** Start of RECORDS SUPPLIED **
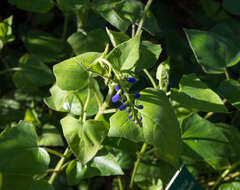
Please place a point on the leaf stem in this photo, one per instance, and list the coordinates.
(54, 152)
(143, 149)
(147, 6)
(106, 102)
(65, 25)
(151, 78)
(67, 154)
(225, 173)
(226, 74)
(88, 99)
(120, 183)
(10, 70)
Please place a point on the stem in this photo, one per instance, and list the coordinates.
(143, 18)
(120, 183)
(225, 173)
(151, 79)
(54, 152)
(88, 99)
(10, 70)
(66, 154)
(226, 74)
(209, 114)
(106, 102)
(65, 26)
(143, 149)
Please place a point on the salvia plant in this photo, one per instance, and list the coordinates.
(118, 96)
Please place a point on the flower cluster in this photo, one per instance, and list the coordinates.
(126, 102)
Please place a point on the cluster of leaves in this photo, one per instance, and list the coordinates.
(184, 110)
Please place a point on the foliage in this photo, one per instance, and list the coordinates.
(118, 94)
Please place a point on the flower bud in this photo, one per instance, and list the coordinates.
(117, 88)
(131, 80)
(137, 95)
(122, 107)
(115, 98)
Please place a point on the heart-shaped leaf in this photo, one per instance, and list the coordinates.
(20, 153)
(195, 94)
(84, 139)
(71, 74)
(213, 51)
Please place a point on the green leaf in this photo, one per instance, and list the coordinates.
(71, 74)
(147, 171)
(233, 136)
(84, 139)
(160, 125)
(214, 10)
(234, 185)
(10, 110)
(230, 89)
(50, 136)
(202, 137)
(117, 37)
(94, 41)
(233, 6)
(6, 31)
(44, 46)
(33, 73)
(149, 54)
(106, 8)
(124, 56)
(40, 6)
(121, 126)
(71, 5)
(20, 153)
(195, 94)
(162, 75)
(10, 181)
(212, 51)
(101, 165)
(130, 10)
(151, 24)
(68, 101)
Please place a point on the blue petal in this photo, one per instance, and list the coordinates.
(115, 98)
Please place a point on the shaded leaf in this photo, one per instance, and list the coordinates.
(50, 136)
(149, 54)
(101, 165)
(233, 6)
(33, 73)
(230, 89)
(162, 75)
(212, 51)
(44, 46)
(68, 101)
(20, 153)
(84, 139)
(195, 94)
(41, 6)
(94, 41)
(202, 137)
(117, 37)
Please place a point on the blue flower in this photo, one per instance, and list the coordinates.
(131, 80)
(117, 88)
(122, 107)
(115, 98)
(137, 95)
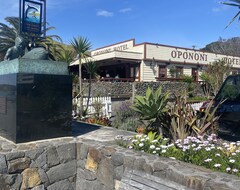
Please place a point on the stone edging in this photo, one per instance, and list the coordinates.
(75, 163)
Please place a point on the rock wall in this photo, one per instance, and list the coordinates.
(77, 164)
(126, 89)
** End of RECORDS SUPPLIED **
** Start of RECORDS SUPPLIED **
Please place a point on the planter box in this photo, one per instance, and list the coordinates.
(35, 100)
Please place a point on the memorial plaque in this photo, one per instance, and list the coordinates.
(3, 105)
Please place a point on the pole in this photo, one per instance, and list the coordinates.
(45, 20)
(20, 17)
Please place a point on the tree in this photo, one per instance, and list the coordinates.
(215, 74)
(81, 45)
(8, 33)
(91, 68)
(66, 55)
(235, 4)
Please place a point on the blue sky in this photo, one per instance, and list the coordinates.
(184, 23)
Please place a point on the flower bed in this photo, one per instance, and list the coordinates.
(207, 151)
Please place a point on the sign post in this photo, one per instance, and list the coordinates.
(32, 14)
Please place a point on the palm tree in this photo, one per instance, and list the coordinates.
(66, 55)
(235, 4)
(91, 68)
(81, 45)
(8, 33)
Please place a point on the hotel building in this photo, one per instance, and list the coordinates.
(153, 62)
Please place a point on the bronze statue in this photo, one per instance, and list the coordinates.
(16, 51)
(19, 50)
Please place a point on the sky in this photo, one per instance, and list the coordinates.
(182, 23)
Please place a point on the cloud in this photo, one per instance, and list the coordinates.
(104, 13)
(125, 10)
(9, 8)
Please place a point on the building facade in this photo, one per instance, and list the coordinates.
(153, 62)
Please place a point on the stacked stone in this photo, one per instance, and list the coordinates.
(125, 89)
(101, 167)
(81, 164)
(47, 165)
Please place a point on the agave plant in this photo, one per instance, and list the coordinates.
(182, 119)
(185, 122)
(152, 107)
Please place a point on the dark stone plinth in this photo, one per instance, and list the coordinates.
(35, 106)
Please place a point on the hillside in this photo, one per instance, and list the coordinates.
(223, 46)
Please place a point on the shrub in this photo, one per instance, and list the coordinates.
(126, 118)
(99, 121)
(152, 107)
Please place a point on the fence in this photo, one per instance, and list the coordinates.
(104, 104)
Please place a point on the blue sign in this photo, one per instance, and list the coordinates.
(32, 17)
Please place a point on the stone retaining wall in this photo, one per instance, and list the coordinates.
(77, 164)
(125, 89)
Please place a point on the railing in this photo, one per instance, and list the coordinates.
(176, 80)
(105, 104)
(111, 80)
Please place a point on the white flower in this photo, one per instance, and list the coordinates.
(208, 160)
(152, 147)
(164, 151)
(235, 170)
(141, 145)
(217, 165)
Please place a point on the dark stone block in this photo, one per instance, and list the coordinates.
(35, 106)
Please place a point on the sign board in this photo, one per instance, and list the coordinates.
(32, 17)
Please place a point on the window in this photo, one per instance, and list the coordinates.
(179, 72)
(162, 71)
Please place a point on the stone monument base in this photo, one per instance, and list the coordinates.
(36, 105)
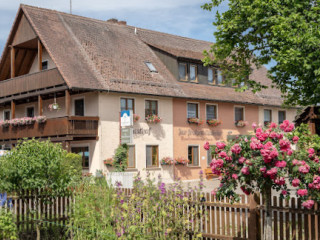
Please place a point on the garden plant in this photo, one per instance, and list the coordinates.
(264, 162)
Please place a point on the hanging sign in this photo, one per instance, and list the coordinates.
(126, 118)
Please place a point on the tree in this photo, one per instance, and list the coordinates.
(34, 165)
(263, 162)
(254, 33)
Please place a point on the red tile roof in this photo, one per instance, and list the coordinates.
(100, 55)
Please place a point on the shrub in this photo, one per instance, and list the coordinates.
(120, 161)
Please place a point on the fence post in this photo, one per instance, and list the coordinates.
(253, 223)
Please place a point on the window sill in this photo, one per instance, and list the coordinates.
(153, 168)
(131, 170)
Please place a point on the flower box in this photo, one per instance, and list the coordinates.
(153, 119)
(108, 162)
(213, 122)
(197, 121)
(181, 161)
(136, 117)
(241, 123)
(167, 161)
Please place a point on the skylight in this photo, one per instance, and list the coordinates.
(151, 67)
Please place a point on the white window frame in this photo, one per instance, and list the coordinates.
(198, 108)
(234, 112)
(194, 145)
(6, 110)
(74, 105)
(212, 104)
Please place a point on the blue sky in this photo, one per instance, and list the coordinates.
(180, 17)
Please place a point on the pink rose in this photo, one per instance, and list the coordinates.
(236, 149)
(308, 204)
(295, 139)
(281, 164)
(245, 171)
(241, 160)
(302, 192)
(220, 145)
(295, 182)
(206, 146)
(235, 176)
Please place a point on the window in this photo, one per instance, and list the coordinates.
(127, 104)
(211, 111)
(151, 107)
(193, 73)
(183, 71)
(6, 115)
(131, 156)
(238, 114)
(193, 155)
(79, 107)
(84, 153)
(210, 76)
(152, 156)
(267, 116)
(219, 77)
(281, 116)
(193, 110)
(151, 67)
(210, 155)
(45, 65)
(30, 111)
** End of RECORDS SUPPLIED **
SHORT PROBLEM
Find every line in the listing above that contains the word "white", and copy each one out in full.

FULL ANSWER
Please place a point on the white flower in this photo, one per instance, and list the coordinates.
Please place a point on the white window frame in this photo, one per instance, and list the coordinates.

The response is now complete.